- **SELECTION**
BEGIN

= 2007 Tour of Missouri =

The 2007 Tour of Missouri is the inaugural edition of a professional road bicycle racing stage race held in Missouri that made its debut on September 11, 2007, with six days of racing. Run by same organizers as the Tour de Georgia and the Amgen Tour of California, the Tour of Missouri is being billed as the third highest profile domestic race in the United States. The Tour is part of the 2006–07 UCI America Tour and the inaugural 2007 USA Cycling Professional Tour.

END

- **CHALLENGE 1**
Answer these about the Tour of Missouri article:
(a) On what date did the race make its debut?
(b) How many days of racing did it have?
(c) Besides the 2007 USA Cycling Professional Tour, what series is the race part of?
The article and the records are unrelated and should be treated separately.

- **Location identification entries**
BEGIN

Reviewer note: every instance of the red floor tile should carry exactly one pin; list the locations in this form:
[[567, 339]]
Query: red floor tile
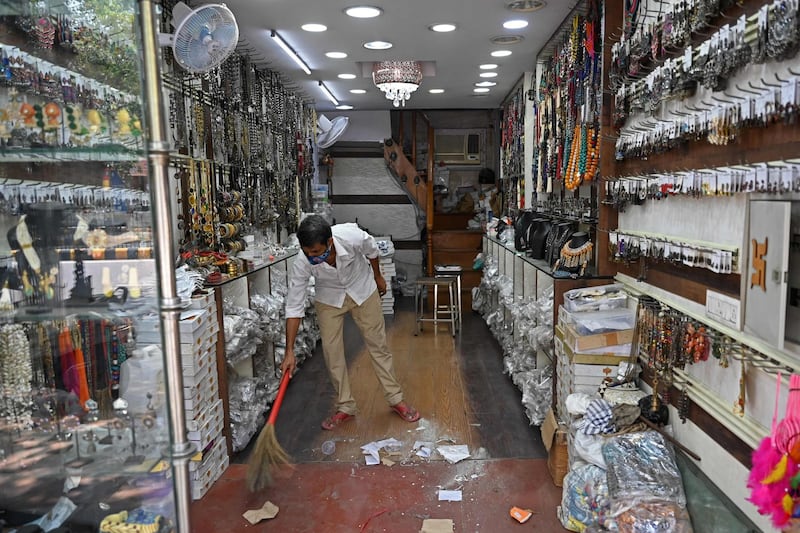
[[334, 497]]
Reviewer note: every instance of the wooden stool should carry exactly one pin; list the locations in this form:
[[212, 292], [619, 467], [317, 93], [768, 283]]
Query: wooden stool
[[422, 285], [453, 271]]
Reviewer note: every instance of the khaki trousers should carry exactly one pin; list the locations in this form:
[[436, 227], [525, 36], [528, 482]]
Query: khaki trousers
[[369, 318]]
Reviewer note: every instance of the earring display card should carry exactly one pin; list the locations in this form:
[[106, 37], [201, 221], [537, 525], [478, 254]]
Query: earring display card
[[109, 275]]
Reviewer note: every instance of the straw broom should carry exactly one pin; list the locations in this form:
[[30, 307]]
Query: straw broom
[[268, 452]]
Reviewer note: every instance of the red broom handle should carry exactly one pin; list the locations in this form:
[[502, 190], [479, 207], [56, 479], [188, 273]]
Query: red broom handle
[[276, 405]]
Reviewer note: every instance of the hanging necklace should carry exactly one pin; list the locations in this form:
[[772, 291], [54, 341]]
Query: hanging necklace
[[26, 243]]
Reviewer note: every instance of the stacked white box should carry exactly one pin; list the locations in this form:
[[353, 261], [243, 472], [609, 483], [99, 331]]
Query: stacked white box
[[388, 271], [203, 406]]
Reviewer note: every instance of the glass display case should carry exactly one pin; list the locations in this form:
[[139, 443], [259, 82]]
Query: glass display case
[[85, 430]]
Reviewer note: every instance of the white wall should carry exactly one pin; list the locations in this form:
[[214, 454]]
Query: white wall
[[364, 125], [369, 176]]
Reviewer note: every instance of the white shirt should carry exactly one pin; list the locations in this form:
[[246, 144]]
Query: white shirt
[[352, 275]]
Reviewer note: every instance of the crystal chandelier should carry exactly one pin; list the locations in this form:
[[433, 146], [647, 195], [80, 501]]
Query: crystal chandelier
[[397, 79]]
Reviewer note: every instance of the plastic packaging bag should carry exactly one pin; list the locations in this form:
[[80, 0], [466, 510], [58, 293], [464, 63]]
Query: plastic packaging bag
[[642, 473], [584, 500]]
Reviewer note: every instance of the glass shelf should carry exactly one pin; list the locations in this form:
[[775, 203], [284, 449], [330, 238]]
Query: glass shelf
[[108, 154], [85, 429]]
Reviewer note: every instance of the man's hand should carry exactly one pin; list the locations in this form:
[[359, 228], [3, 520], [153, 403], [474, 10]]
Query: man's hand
[[289, 364], [381, 284]]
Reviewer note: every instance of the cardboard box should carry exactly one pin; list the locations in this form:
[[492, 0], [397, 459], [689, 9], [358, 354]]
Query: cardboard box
[[605, 355], [578, 343], [554, 437]]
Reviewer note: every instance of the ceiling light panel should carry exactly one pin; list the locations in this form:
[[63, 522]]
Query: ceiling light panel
[[290, 51], [525, 6], [442, 28], [378, 45], [328, 93], [503, 40], [516, 24], [363, 12]]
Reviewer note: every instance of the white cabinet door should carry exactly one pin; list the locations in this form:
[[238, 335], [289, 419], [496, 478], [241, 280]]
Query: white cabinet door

END

- **CHALLENGE 2**
Copy out the stretch of the records from the line containing "Reviewer note: every instance of the hanging" through the line containing "[[605, 355], [578, 343], [554, 437]]", both lines included.

- **TASK RESPONSE 1**
(a) September 11, 2007
(b) Six
(c) The 2006–07 UCI America Tour

- **TASK RESPONSE 2**
Reviewer note: every instance of the hanging necklace should carry exactly one pin; list the locations in this form:
[[772, 291], [54, 341]]
Query: hanging necklace
[[26, 243]]
Reviewer note: every instance of the stacked white box should carry exactly one pin; list the locations in this form:
[[353, 261], [243, 472], [609, 483], [99, 331]]
Query: stacked white box
[[388, 271], [203, 406]]
Reviewer note: every instance of the glass display case should carry exactly one pin; list the locations in this form:
[[139, 443], [259, 82]]
Query: glass display case
[[85, 430]]
Reviewer note: every instance of the white wall should carry exactly one pin; list the locations in this form:
[[214, 454]]
Query: white wall
[[364, 125], [369, 176]]
Reviewer note: every instance of the white shirt should carry exactly one pin; list the locations in this form:
[[246, 144]]
Query: white shirt
[[352, 275]]
Reviewer note: every instance of the crystal chandelier should carry exactly one pin; list the locations in this form:
[[433, 146], [647, 195], [80, 501]]
Query: crystal chandelier
[[397, 79]]
Reviewer note: every instance of the plastic packaging bag should carry exactly one pin; list the locations in this form:
[[80, 0], [466, 510], [58, 293], [464, 63]]
Query: plastic packaging bag
[[642, 473], [584, 500]]
Reviewer note: every instance of the glass shelf should carry exactly one pin; list the locations in this form:
[[775, 203], [284, 449], [330, 238]]
Query: glass shelf
[[108, 154], [85, 429]]
Reviewer note: every instance of the man's hand should carry exactly one pin; list the locations in this form:
[[359, 228], [3, 520], [153, 403], [474, 10]]
Query: man's hand
[[289, 364], [381, 284]]
Reviewer note: every instance of the cardboard box should carry exactly one pin; list the locations in this form:
[[492, 0], [397, 459], [689, 9], [358, 354]]
Query: cardboard box
[[605, 355], [578, 343], [554, 437]]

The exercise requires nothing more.